Set task >>
Collect every line of the data below that contains the string "balcony", treating uppercase and lowercase as different.

Material for this exercise >>
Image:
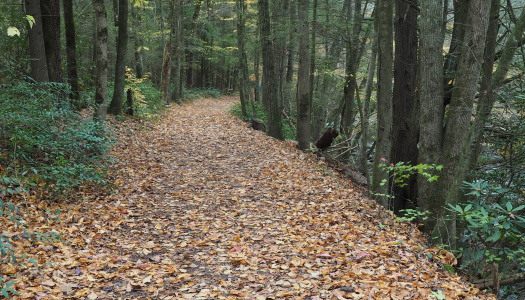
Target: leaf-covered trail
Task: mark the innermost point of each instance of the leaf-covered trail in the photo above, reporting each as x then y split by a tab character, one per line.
208	208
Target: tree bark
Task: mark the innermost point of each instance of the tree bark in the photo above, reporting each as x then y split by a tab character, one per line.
176	54
303	78
71	56
270	79
37	51
101	63
120	65
384	96
50	10
405	110
348	110
363	149
243	61
166	62
459	115
431	99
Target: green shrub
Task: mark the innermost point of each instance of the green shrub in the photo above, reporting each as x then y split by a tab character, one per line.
289	132
44	142
147	99
202	93
492	229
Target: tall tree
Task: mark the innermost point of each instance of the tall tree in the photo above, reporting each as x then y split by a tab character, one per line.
384	25
176	10
303	78
431	98
243	60
270	80
120	65
348	111
36	43
50	10
455	171
101	62
71	52
405	125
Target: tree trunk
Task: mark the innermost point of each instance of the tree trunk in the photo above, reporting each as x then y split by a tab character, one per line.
166	62
348	110
120	66
176	54
303	78
37	51
139	69
363	149
243	61
71	56
460	113
50	10
101	63
431	99
405	126
384	96
270	78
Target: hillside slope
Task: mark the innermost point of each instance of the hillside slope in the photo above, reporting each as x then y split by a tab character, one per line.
208	208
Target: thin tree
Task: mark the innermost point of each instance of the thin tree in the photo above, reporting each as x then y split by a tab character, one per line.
384	96
431	93
37	51
101	62
303	78
270	80
71	55
50	10
405	126
120	65
243	61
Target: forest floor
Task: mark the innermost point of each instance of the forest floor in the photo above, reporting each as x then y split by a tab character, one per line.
208	208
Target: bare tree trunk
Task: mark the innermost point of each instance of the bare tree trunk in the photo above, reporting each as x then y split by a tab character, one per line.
166	62
71	56
431	99
101	63
37	51
363	149
120	66
270	78
243	61
303	78
405	110
384	96
176	25
50	10
459	114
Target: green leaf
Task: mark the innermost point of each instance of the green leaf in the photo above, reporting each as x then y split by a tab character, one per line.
494	237
12	31
30	20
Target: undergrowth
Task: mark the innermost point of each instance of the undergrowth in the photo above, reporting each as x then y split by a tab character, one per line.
289	132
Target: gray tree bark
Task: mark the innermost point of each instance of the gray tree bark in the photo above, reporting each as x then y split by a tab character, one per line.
431	99
36	43
120	65
460	113
101	62
270	80
384	16
303	78
71	56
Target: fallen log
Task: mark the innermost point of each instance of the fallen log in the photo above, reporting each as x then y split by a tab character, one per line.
326	139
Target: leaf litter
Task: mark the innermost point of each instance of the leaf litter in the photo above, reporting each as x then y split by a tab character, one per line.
208	208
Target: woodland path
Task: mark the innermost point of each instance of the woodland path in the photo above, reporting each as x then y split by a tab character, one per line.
208	208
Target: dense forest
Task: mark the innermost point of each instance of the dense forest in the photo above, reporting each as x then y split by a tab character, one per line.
424	98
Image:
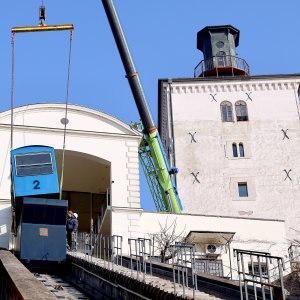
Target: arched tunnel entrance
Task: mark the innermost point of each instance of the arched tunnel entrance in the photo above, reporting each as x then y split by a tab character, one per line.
86	186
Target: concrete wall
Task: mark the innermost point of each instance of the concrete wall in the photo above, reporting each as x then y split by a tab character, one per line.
17	283
89	132
273	107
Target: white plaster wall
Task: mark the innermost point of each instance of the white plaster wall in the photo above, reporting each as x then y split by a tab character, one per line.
273	107
118	145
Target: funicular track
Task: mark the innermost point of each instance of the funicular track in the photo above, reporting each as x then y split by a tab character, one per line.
57	285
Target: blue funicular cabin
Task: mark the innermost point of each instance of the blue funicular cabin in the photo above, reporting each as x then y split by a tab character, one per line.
39	220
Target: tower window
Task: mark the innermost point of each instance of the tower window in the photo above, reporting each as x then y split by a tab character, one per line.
241	111
226	111
243	189
234	150
241	150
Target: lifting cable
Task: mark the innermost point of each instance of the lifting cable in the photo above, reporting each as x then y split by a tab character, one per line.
40	28
66	117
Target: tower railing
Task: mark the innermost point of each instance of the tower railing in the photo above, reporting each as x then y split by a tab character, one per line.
222	65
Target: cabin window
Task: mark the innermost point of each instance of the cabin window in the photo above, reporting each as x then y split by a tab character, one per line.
234	150
226	111
241	111
241	150
31	164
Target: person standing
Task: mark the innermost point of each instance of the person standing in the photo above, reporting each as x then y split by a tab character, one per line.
69	228
75	230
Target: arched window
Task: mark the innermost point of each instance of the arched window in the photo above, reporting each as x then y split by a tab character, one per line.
241	150
226	111
234	150
241	111
221	56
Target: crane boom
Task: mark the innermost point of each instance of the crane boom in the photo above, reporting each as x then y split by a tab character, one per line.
169	194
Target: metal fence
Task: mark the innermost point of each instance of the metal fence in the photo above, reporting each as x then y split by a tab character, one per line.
141	253
105	247
183	262
219	62
254	275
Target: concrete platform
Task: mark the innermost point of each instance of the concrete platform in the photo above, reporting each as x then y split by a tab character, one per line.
17	283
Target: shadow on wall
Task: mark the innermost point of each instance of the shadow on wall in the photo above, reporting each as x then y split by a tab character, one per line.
4	226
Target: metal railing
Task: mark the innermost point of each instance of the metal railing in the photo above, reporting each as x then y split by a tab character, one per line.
140	250
219	62
105	247
183	261
254	274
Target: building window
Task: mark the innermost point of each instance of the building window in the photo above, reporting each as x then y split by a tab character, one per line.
241	150
243	189
241	111
226	111
234	150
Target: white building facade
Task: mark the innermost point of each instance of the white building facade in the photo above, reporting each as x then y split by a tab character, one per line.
236	143
101	159
101	178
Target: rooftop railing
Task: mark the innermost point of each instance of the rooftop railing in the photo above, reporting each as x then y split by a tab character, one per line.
222	66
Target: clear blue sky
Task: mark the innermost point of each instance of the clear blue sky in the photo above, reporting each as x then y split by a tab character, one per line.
162	38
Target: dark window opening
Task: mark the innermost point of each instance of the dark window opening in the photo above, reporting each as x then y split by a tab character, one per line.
44	214
33	164
243	189
241	111
226	111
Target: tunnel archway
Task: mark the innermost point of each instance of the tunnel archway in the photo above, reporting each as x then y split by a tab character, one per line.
86	186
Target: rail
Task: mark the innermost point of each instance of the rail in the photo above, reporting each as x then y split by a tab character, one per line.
218	63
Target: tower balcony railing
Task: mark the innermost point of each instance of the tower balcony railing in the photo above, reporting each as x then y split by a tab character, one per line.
225	65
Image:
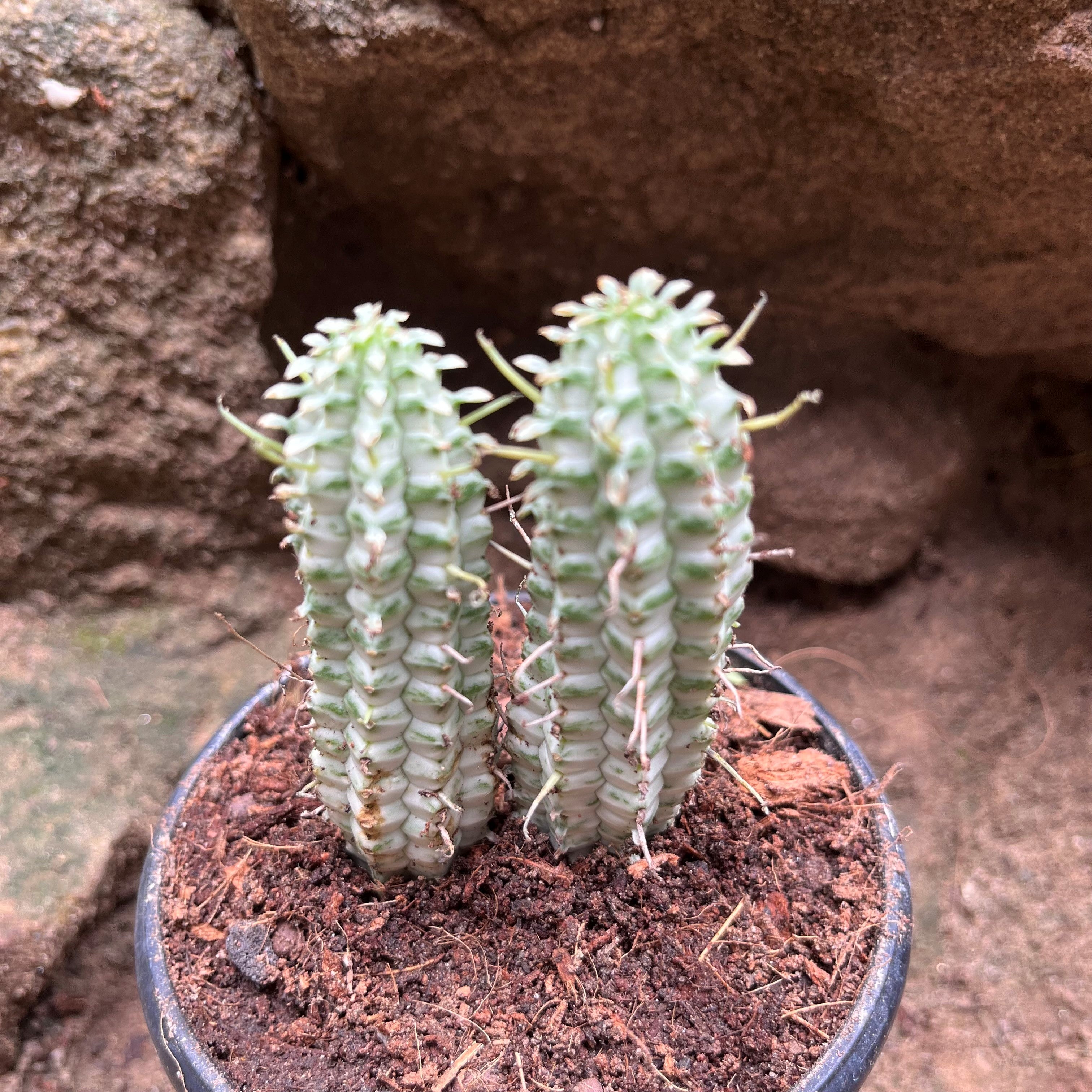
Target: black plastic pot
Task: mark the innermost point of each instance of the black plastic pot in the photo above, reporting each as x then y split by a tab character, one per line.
842	1067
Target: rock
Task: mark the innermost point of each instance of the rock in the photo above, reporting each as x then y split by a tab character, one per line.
248	948
868	166
137	254
100	712
855	486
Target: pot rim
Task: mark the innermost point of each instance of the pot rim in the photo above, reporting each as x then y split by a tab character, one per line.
842	1067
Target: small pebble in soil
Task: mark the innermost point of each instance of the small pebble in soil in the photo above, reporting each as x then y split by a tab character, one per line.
248	948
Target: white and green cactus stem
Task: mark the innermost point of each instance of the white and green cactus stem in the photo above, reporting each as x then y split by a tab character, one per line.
386	516
640	557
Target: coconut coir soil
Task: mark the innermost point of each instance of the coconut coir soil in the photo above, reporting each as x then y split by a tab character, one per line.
296	971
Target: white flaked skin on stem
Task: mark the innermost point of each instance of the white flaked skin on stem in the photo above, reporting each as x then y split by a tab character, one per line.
649	495
390	536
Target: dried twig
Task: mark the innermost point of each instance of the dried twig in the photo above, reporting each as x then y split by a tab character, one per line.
452	1072
729	922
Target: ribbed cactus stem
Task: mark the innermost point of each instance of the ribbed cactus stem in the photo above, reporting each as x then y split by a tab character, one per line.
387	520
639	560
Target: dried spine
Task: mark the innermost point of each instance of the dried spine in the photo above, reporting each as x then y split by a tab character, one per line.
640	559
387	520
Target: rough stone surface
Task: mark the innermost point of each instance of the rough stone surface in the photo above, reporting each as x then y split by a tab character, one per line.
922	169
136	242
855	486
102	703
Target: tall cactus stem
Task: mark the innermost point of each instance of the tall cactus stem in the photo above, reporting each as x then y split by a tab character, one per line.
639	560
386	515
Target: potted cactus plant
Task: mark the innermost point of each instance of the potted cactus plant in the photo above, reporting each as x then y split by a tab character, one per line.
640	554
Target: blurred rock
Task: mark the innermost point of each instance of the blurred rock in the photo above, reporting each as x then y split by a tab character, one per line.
855	486
100	712
866	165
137	255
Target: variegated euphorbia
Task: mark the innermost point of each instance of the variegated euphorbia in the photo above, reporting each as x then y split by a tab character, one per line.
640	555
386	516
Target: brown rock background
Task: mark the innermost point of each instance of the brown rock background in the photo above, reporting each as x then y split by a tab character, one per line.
910	186
135	237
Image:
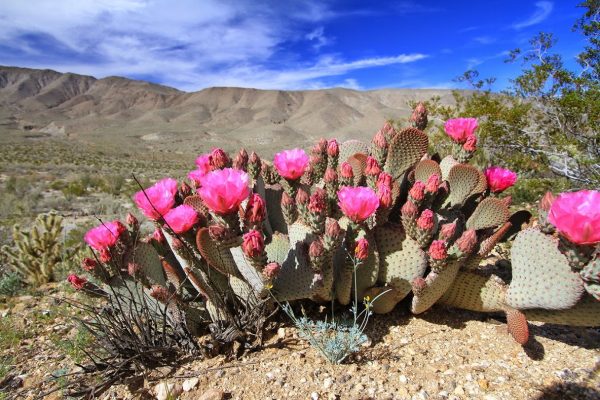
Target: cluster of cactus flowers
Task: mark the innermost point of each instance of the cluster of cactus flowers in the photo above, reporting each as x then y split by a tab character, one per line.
244	229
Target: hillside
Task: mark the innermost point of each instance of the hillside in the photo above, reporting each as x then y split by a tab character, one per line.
130	114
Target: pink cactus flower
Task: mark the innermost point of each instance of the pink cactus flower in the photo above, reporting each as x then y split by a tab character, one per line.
157	200
576	216
223	190
271	270
78	282
346	170
104	236
426	220
361	251
182	218
417	192
470	143
253	244
291	164
459	129
333	148
499	179
437	250
432	183
357	203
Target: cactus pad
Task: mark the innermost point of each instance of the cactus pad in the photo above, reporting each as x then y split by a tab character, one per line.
218	258
437	285
400	258
542	277
516	323
463	179
476	292
489	213
424	169
406	148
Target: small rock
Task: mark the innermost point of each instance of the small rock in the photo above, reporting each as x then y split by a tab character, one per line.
167	390
281	333
212	394
459	390
189	384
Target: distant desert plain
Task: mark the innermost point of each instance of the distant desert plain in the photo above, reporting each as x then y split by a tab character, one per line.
141	118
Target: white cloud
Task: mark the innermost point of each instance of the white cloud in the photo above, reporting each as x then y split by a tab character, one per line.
187	44
543	10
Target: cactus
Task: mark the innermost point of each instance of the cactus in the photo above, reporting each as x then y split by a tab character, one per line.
38	251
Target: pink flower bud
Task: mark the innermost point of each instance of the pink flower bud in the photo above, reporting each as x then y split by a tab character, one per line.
432	183
470	143
89	264
131	220
409	209
77	282
346	170
302	197
372	168
271	270
330	175
499	179
333	148
361	251
467	241
219	159
253	244
316	249
384	179
332	228
158	236
417	192
380	140
318	203
447	231
255	209
426	221
437	250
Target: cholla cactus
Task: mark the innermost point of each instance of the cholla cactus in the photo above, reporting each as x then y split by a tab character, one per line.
37	252
290	229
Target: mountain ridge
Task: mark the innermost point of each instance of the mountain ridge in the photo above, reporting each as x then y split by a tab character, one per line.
132	113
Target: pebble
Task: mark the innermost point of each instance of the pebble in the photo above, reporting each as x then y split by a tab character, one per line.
189	384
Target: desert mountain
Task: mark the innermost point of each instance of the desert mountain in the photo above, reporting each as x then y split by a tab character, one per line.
129	114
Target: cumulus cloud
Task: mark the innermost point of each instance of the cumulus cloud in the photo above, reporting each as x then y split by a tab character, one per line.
543	10
186	44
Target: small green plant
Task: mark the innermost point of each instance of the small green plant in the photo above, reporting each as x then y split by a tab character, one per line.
339	337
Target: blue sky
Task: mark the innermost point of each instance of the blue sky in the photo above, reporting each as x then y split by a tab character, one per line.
278	44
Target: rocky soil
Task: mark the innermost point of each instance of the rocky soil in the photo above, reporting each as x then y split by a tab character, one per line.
443	354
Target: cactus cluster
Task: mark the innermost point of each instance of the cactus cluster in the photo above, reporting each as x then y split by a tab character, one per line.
287	231
38	251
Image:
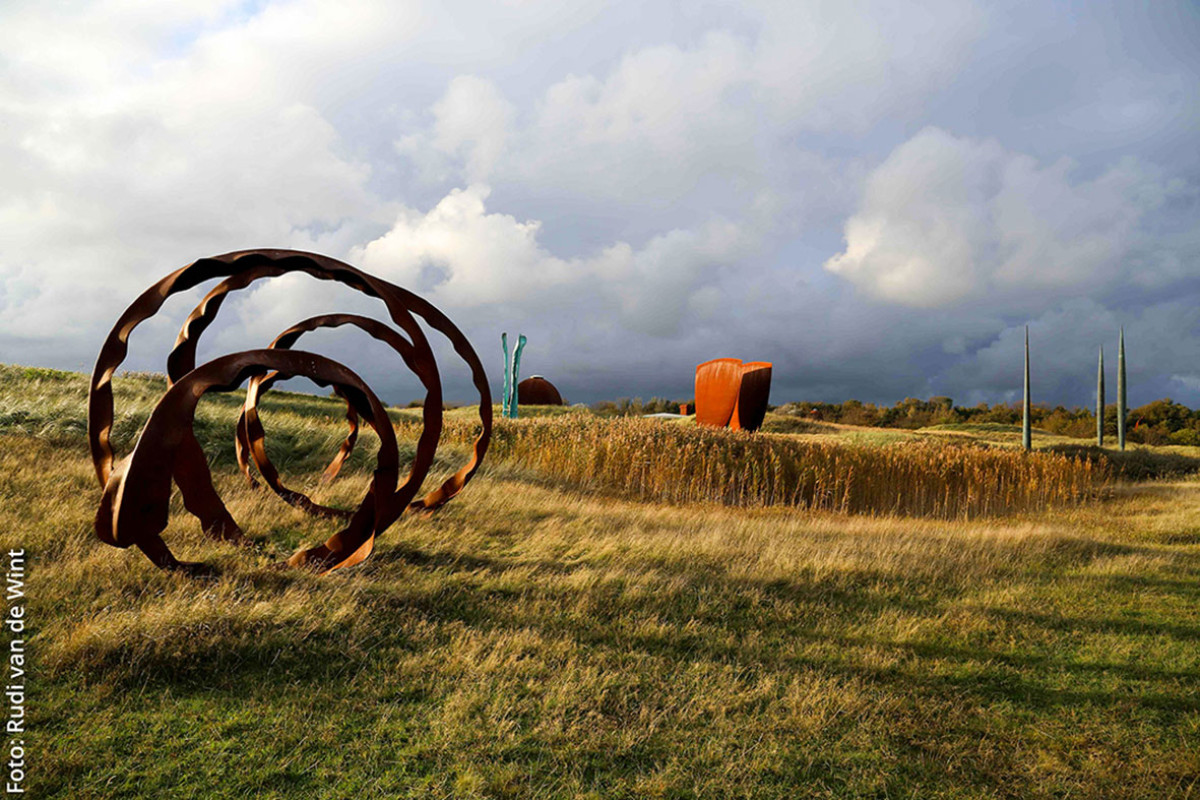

Reply >>
Target: tower balcony railing
Task: mark the innermost point of each instance of the tower balcony railing in the photo above, reporting each as x then y split by a tab character, one per line.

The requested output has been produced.